◆ Estratto della pagina
La saggezza popolare difficilmente sbaglia. È il frutto di anni d’episodi individuali, esperienze collettive, successi, amarezze, fregature…
Uno degli insegnamenti più diffusi sostiene che il sazio non può capire chi sta digiuno. Significa che è facile giudicare, commentare, criticare, quando non si sta nella posizione del criticato, non si è nei panni degli altri.
È una reazione umana, codificata anche in Psicologia. Talmente profonda che nei test psicologici mai si domanda direttamente ciò che sai vuole sapere: perché non rispondiamo per ciò che siamo. Ma per ciò che vorremmo essere. E sono due cose diverse.
Il mondo virtuale ha esasperato questa cosa: con i calli sulla parte che sta sempre poggiata sulla poltrona, siamo diventati espertissimi virologi quando c’è stata la pandemia, ingegneri statici quando è cascato il ponte a Genova, astrofisici quando c’è stata la missione su Marte. Titoli che abbiamo aggiunto a quelli che noi italiani acquisiamo già con la nascita: siamo tutti capaci di allenare la Nazionale di calcio e di fare il presidente del Consiglio dei Ministri. O almeno così crediamo.
La saggezza di monsignore e l’apericena
A riportarci con i piedi per terra ci prova in queste ore un prete ciociaro: si chiama Vincenzo Paglia, è di Boville Ernica, è monsignore ed il Papa lo tiene in alta considerazione.
Di fronte alla foto del migrante neonato aggrappato ad un salvagente, salvato per miracolo da un poliziotto che non ha esitato a tuffarsi nelle acque delle coste spagnole, il vescovo ci ha sbattuto in faccia la nostra realtà: quel bimbo era aggrappato al salvagente e noi discutevamo per tornare alla nostra normalità, aggrappati all’apericena.
Ci ha sbattuto in faccia la nostra pochezza: li lasciamo lì a morire perché li condanniamo, colpevoli di povertà. Il Covid avrebbe dovuto insegnarci che ci si salva tutti insieme. Ma tutto è rimasto come prima: loro lottano per la vita, noi lottiamo per le vacanze.
Ha ragione monsignor Paglia. Siamo ignari del Vangelo: i fratelli non si scelgono, si amano.

◆ Attività
Ricopia dal brano sulla saggezza popolare il passo che va da "La saggezza popolare" fino a "due cose diverse." compreso. Le righe non hanno alcun ruolo in questo lavoro sul brano.

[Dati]
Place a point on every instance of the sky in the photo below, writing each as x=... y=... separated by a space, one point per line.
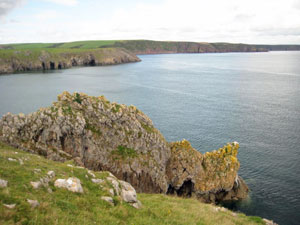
x=235 y=21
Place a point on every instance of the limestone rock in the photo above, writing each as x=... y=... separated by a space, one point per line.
x=128 y=193
x=108 y=199
x=36 y=184
x=3 y=183
x=51 y=174
x=97 y=181
x=33 y=203
x=72 y=184
x=9 y=206
x=121 y=139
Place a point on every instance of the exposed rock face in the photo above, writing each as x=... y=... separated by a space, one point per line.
x=50 y=60
x=107 y=136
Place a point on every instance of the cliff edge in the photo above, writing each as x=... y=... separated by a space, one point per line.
x=100 y=135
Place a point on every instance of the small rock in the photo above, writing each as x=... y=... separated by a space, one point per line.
x=9 y=206
x=111 y=191
x=108 y=199
x=269 y=222
x=37 y=170
x=97 y=181
x=128 y=193
x=3 y=183
x=21 y=162
x=137 y=205
x=115 y=184
x=36 y=185
x=91 y=174
x=51 y=174
x=72 y=184
x=33 y=203
x=12 y=160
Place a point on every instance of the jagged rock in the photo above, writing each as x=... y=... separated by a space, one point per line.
x=72 y=184
x=128 y=193
x=269 y=222
x=91 y=174
x=33 y=203
x=97 y=181
x=12 y=160
x=37 y=170
x=36 y=185
x=3 y=183
x=51 y=174
x=108 y=199
x=9 y=206
x=122 y=140
x=137 y=204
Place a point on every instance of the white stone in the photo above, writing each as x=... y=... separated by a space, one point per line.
x=128 y=193
x=33 y=203
x=72 y=184
x=97 y=181
x=51 y=174
x=115 y=184
x=9 y=206
x=137 y=205
x=21 y=162
x=91 y=174
x=108 y=199
x=12 y=160
x=3 y=183
x=36 y=184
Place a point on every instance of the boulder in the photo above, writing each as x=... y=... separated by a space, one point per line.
x=33 y=203
x=100 y=135
x=72 y=184
x=108 y=199
x=3 y=183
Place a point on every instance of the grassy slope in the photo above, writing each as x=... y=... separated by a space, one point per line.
x=63 y=207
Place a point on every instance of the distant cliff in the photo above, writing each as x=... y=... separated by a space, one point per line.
x=159 y=47
x=50 y=59
x=101 y=135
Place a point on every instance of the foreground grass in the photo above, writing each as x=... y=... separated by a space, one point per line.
x=64 y=207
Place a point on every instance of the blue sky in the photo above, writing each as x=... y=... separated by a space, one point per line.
x=246 y=21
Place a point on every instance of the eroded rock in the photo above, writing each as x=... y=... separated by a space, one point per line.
x=72 y=184
x=121 y=139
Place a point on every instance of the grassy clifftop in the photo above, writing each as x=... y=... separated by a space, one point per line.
x=64 y=207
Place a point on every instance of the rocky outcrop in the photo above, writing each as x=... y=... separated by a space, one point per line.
x=51 y=59
x=168 y=47
x=121 y=139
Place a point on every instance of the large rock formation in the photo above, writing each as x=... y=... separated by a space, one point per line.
x=50 y=59
x=107 y=136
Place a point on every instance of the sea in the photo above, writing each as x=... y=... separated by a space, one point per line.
x=209 y=99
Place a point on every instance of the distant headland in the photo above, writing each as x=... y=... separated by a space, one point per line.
x=50 y=56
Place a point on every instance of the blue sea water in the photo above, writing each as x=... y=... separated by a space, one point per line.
x=208 y=99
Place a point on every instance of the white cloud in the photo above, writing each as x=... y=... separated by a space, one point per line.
x=64 y=2
x=8 y=5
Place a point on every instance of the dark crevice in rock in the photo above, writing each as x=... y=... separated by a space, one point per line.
x=52 y=65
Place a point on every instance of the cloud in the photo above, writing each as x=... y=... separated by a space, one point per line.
x=7 y=5
x=64 y=2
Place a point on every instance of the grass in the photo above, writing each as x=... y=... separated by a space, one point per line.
x=64 y=207
x=123 y=152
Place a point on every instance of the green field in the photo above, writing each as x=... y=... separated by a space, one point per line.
x=64 y=207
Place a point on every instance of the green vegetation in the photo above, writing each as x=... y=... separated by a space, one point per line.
x=77 y=98
x=64 y=207
x=116 y=108
x=147 y=128
x=123 y=152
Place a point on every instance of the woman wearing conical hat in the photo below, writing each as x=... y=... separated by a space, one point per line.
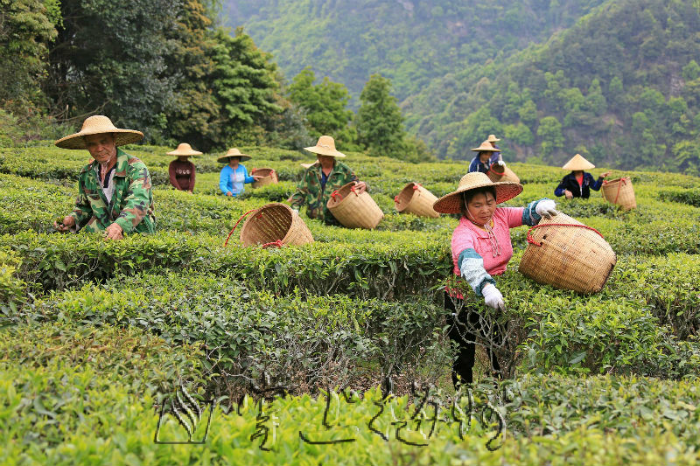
x=181 y=170
x=234 y=175
x=487 y=154
x=579 y=183
x=481 y=249
x=321 y=179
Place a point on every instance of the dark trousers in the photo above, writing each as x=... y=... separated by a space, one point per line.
x=462 y=330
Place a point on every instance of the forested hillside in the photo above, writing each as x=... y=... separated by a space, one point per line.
x=409 y=41
x=616 y=81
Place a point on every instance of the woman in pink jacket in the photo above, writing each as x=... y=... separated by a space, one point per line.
x=481 y=249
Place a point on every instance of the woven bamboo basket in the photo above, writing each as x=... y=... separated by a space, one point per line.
x=567 y=255
x=620 y=192
x=498 y=173
x=354 y=210
x=269 y=176
x=274 y=224
x=415 y=199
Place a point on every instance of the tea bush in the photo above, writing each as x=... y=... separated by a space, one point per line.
x=94 y=333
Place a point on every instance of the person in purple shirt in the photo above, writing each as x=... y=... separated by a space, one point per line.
x=234 y=176
x=487 y=154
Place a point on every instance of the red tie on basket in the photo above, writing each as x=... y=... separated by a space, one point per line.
x=277 y=243
x=234 y=227
x=623 y=181
x=531 y=240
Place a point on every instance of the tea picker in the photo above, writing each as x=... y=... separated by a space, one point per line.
x=579 y=183
x=481 y=249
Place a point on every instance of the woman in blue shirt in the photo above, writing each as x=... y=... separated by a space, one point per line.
x=579 y=183
x=234 y=175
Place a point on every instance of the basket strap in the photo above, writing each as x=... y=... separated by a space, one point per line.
x=623 y=181
x=234 y=227
x=531 y=240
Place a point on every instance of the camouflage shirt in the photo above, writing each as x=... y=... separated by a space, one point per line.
x=309 y=190
x=131 y=206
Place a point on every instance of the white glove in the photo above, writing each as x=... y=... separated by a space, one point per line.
x=546 y=208
x=492 y=297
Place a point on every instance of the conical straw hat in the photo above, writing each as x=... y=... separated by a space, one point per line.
x=578 y=163
x=233 y=153
x=184 y=150
x=486 y=147
x=99 y=124
x=451 y=203
x=325 y=146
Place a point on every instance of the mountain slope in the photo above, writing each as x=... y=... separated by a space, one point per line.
x=622 y=83
x=408 y=41
x=615 y=80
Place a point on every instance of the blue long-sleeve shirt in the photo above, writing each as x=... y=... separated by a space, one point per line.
x=582 y=190
x=477 y=166
x=232 y=181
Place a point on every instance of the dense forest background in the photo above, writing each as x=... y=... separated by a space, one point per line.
x=616 y=81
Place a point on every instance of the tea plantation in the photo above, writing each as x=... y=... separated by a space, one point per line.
x=334 y=352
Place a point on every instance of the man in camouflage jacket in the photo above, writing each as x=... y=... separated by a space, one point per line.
x=114 y=189
x=131 y=206
x=311 y=190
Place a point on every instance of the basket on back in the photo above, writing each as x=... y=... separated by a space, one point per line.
x=415 y=199
x=566 y=254
x=275 y=224
x=620 y=192
x=354 y=210
x=269 y=176
x=498 y=173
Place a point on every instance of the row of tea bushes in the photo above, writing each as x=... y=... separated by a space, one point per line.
x=385 y=173
x=379 y=263
x=657 y=228
x=89 y=396
x=631 y=327
x=684 y=196
x=364 y=269
x=303 y=343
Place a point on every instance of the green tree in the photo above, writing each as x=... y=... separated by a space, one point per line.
x=691 y=71
x=615 y=91
x=595 y=100
x=549 y=133
x=110 y=57
x=519 y=134
x=528 y=113
x=245 y=85
x=25 y=31
x=379 y=121
x=325 y=105
x=195 y=117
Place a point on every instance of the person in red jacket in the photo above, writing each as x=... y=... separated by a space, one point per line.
x=182 y=171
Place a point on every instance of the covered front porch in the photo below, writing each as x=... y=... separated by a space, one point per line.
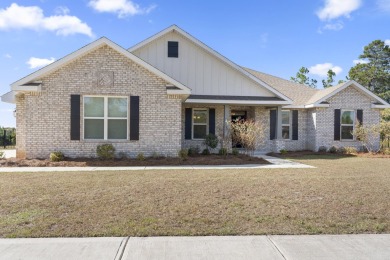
x=201 y=117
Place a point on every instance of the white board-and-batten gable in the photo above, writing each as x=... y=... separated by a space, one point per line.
x=200 y=68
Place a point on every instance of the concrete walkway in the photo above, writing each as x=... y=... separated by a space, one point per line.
x=172 y=248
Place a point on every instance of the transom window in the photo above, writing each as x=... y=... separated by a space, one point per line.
x=286 y=123
x=199 y=123
x=105 y=118
x=347 y=124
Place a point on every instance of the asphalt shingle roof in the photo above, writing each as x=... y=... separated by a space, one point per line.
x=300 y=94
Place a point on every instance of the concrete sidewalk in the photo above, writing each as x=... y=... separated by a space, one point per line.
x=235 y=247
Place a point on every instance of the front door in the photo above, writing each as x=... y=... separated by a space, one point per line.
x=238 y=116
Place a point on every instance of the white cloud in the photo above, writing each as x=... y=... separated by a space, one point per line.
x=122 y=8
x=383 y=5
x=336 y=8
x=333 y=26
x=360 y=61
x=322 y=69
x=32 y=17
x=38 y=62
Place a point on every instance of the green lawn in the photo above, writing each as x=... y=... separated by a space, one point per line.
x=340 y=196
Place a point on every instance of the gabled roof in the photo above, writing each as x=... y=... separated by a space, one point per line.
x=299 y=93
x=88 y=48
x=323 y=95
x=183 y=33
x=306 y=97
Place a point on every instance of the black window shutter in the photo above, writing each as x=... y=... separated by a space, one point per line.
x=359 y=116
x=295 y=124
x=173 y=49
x=74 y=117
x=134 y=117
x=272 y=126
x=212 y=121
x=188 y=123
x=337 y=115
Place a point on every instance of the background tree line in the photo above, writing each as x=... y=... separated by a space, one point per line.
x=373 y=72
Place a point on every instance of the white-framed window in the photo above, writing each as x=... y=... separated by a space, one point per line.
x=347 y=124
x=106 y=117
x=200 y=120
x=286 y=124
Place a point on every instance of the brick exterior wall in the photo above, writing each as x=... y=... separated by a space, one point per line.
x=43 y=121
x=349 y=98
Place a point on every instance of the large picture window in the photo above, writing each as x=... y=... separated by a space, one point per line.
x=286 y=124
x=105 y=118
x=347 y=124
x=200 y=123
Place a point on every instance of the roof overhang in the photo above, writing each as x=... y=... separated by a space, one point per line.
x=380 y=106
x=9 y=97
x=235 y=100
x=25 y=84
x=381 y=103
x=175 y=28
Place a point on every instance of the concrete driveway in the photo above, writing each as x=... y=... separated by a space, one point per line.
x=172 y=248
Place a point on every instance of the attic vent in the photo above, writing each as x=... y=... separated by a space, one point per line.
x=173 y=49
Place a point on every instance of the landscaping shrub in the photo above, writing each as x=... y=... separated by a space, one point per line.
x=250 y=134
x=367 y=135
x=235 y=151
x=222 y=151
x=333 y=149
x=193 y=150
x=206 y=152
x=105 y=151
x=283 y=151
x=341 y=150
x=211 y=141
x=141 y=157
x=56 y=156
x=350 y=150
x=183 y=154
x=322 y=149
x=155 y=155
x=122 y=155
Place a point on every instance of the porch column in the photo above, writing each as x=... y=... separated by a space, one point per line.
x=226 y=118
x=279 y=122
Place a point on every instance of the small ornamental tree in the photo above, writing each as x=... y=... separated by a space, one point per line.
x=250 y=134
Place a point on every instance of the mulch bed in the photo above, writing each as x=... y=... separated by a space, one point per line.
x=160 y=161
x=293 y=154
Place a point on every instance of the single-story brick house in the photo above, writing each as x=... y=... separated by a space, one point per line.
x=167 y=93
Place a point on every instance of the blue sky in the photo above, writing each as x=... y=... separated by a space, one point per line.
x=276 y=37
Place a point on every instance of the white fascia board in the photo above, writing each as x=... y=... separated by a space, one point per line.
x=32 y=88
x=213 y=52
x=9 y=97
x=380 y=106
x=235 y=102
x=316 y=105
x=176 y=92
x=92 y=46
x=292 y=106
x=358 y=86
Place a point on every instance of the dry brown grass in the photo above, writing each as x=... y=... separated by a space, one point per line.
x=342 y=195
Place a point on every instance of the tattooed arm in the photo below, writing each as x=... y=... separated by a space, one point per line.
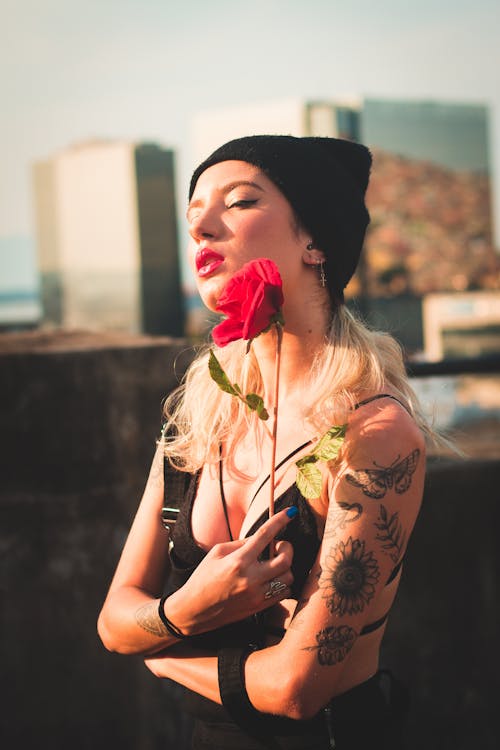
x=227 y=586
x=129 y=622
x=368 y=521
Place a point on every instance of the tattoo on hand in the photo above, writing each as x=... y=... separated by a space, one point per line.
x=375 y=482
x=339 y=518
x=349 y=578
x=147 y=618
x=391 y=534
x=333 y=644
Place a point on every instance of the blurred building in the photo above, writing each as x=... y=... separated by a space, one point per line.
x=107 y=238
x=465 y=324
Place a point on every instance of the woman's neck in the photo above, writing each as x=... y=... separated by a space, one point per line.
x=303 y=336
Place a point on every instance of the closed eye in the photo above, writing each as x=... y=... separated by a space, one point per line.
x=242 y=204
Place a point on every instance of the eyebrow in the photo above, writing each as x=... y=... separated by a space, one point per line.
x=227 y=189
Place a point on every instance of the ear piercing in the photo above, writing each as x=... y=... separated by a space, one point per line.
x=321 y=264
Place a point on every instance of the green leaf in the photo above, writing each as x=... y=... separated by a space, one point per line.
x=311 y=458
x=309 y=480
x=330 y=444
x=218 y=374
x=255 y=403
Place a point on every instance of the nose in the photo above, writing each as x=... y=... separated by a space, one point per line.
x=205 y=225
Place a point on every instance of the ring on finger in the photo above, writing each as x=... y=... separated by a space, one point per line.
x=275 y=588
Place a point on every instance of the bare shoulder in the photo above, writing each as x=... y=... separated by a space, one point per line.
x=383 y=456
x=380 y=428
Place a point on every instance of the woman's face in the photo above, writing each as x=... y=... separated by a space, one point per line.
x=236 y=214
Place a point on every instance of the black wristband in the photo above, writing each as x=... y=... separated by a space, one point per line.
x=172 y=629
x=231 y=672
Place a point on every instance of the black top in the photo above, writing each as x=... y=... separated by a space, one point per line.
x=186 y=554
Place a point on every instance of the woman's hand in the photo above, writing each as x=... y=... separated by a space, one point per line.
x=233 y=582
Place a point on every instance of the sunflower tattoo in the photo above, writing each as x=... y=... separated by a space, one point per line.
x=349 y=578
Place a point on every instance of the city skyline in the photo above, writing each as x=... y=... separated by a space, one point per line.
x=143 y=71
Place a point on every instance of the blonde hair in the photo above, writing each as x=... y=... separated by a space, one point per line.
x=200 y=417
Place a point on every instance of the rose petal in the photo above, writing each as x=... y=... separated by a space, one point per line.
x=251 y=300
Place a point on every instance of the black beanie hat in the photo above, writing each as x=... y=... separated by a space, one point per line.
x=324 y=180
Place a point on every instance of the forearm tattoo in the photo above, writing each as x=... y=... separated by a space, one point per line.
x=339 y=517
x=375 y=482
x=391 y=534
x=349 y=577
x=333 y=644
x=147 y=618
x=155 y=478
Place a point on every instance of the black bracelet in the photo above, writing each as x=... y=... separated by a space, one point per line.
x=172 y=629
x=231 y=671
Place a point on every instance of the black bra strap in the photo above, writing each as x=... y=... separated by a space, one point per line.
x=378 y=396
x=278 y=466
x=223 y=497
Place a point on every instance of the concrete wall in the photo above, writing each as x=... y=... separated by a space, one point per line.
x=79 y=419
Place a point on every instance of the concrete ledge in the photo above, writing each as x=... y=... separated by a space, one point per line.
x=80 y=414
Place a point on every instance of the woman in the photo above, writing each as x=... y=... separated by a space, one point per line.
x=279 y=651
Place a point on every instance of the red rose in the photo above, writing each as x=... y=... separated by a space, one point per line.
x=252 y=301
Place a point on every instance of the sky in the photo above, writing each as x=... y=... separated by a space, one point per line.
x=141 y=69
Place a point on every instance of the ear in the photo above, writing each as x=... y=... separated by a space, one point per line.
x=311 y=256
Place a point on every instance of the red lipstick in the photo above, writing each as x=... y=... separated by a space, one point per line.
x=207 y=261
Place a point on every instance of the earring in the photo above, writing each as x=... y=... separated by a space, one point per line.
x=322 y=274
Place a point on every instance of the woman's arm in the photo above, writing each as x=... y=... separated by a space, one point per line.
x=227 y=586
x=374 y=500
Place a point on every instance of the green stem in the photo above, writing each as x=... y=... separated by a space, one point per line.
x=279 y=337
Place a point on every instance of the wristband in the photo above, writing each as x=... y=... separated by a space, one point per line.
x=172 y=629
x=230 y=667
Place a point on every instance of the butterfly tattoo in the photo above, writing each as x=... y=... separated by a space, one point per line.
x=375 y=482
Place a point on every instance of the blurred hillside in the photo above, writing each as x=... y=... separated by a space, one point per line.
x=431 y=230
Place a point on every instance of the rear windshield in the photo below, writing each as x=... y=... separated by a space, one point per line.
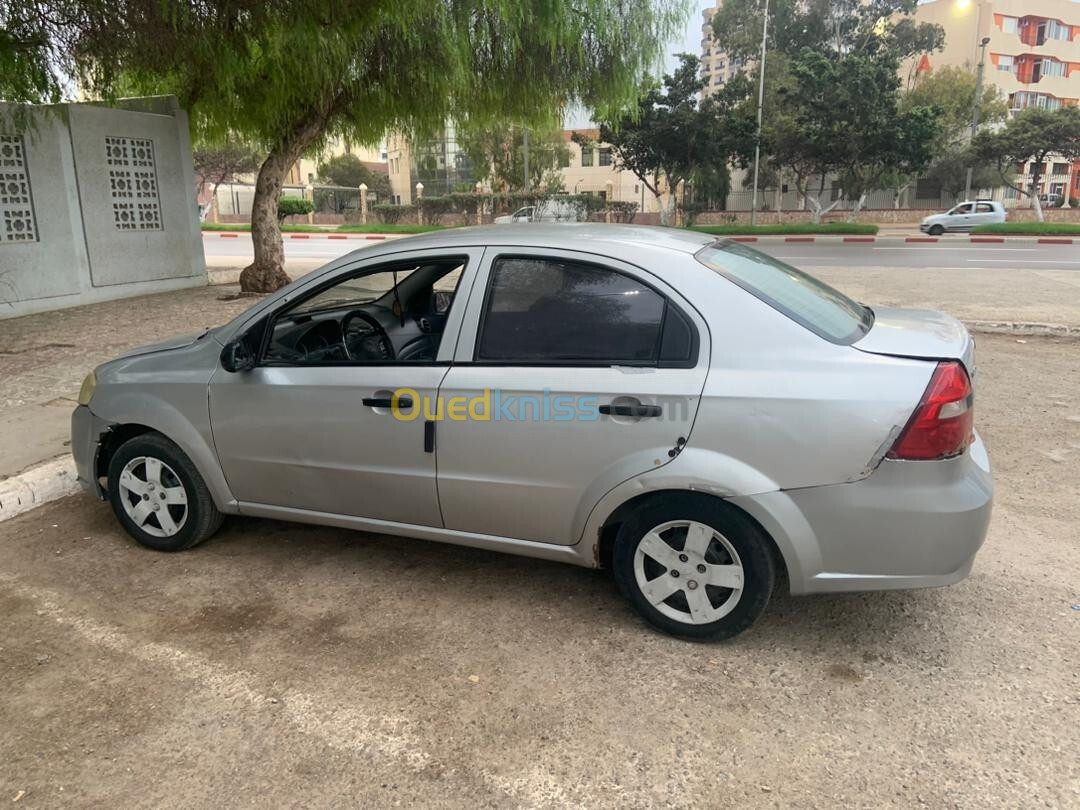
x=824 y=311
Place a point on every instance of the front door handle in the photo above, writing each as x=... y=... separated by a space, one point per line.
x=387 y=402
x=639 y=410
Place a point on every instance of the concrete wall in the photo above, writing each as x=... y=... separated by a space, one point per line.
x=95 y=203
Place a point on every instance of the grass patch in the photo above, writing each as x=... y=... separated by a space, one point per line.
x=1031 y=229
x=850 y=229
x=374 y=228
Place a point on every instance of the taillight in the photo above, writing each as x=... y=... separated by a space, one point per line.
x=943 y=424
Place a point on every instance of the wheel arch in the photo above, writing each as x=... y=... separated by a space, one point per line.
x=609 y=528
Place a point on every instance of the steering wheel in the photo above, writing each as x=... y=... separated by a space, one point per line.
x=370 y=336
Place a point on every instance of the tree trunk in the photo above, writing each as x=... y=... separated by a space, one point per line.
x=267 y=272
x=856 y=207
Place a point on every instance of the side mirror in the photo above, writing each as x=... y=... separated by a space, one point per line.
x=235 y=356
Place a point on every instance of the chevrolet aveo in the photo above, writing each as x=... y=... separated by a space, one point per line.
x=697 y=416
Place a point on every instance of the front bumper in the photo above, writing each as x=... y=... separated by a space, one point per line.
x=86 y=431
x=909 y=524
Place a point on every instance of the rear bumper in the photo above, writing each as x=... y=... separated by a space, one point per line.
x=910 y=524
x=86 y=431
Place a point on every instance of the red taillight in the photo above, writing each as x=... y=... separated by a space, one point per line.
x=943 y=423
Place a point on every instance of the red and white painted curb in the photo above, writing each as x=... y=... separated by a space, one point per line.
x=369 y=237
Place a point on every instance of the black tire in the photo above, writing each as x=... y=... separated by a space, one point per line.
x=201 y=518
x=746 y=539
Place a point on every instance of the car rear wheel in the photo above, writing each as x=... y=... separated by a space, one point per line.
x=694 y=567
x=158 y=495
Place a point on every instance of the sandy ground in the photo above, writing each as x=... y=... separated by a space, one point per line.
x=281 y=665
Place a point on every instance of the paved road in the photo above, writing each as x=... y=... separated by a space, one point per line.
x=950 y=254
x=285 y=665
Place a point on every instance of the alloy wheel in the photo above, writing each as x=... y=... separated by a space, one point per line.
x=689 y=571
x=153 y=496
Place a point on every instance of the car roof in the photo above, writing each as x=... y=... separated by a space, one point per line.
x=619 y=241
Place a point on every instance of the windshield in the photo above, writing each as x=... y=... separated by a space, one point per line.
x=814 y=305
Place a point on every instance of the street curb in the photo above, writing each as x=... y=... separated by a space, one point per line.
x=38 y=485
x=1022 y=328
x=368 y=237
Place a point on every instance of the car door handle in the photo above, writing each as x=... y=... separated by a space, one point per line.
x=387 y=402
x=639 y=410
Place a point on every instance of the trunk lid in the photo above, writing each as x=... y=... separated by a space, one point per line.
x=921 y=334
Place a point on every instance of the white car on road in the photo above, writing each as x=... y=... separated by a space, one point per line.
x=964 y=216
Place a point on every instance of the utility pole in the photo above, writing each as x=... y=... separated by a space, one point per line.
x=525 y=154
x=760 y=99
x=974 y=107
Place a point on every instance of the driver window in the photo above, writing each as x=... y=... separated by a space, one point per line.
x=391 y=313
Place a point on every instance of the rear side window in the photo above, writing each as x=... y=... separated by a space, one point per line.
x=553 y=311
x=814 y=305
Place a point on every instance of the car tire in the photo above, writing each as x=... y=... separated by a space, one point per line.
x=660 y=568
x=159 y=497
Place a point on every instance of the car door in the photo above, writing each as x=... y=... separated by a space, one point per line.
x=312 y=432
x=572 y=374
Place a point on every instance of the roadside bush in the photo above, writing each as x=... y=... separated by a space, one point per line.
x=434 y=208
x=622 y=211
x=293 y=206
x=391 y=214
x=691 y=211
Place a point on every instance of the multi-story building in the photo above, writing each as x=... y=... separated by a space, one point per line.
x=1033 y=57
x=717 y=67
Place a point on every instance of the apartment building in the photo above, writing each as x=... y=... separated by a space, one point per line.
x=1033 y=57
x=717 y=67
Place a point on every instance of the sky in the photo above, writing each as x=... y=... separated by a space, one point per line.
x=690 y=42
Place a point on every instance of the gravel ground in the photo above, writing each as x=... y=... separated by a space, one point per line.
x=289 y=665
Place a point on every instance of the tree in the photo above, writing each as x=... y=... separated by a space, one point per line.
x=1030 y=135
x=840 y=116
x=670 y=135
x=217 y=164
x=498 y=156
x=292 y=73
x=952 y=92
x=349 y=171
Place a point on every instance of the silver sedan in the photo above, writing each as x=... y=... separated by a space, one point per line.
x=693 y=415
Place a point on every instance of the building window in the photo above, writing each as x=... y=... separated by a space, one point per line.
x=1052 y=67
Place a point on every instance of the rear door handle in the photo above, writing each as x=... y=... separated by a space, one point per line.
x=387 y=402
x=639 y=410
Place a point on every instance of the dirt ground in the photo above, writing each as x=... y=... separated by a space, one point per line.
x=282 y=665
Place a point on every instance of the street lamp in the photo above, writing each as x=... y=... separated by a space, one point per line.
x=975 y=105
x=760 y=98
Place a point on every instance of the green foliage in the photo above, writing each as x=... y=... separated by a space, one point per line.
x=1031 y=229
x=855 y=229
x=293 y=206
x=350 y=172
x=1030 y=135
x=622 y=211
x=217 y=163
x=840 y=116
x=392 y=214
x=671 y=134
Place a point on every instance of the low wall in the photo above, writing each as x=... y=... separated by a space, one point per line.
x=96 y=203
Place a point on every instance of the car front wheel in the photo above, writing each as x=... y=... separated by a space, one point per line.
x=694 y=567
x=158 y=495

◆ Risposta attesa
La saggezza popolare difficilmente sbaglia. È il frutto di anni d’episodi individuali, esperienze collettive, successi, amarezze, fregature…
Uno degli insegnamenti più diffusi sostiene che il sazio non può capire chi sta digiuno. Significa che è facile giudicare, commentare, criticare, quando non si sta nella posizione del criticato, non si è nei panni degli altri.
È una reazione umana, codificata anche in Psicologia. Talmente profonda che nei test psicologici mai si domanda direttamente ciò che sai vuole sapere: perché non rispondiamo per ciò che siamo. Ma per ciò che vorremmo essere. E sono due cose diverse.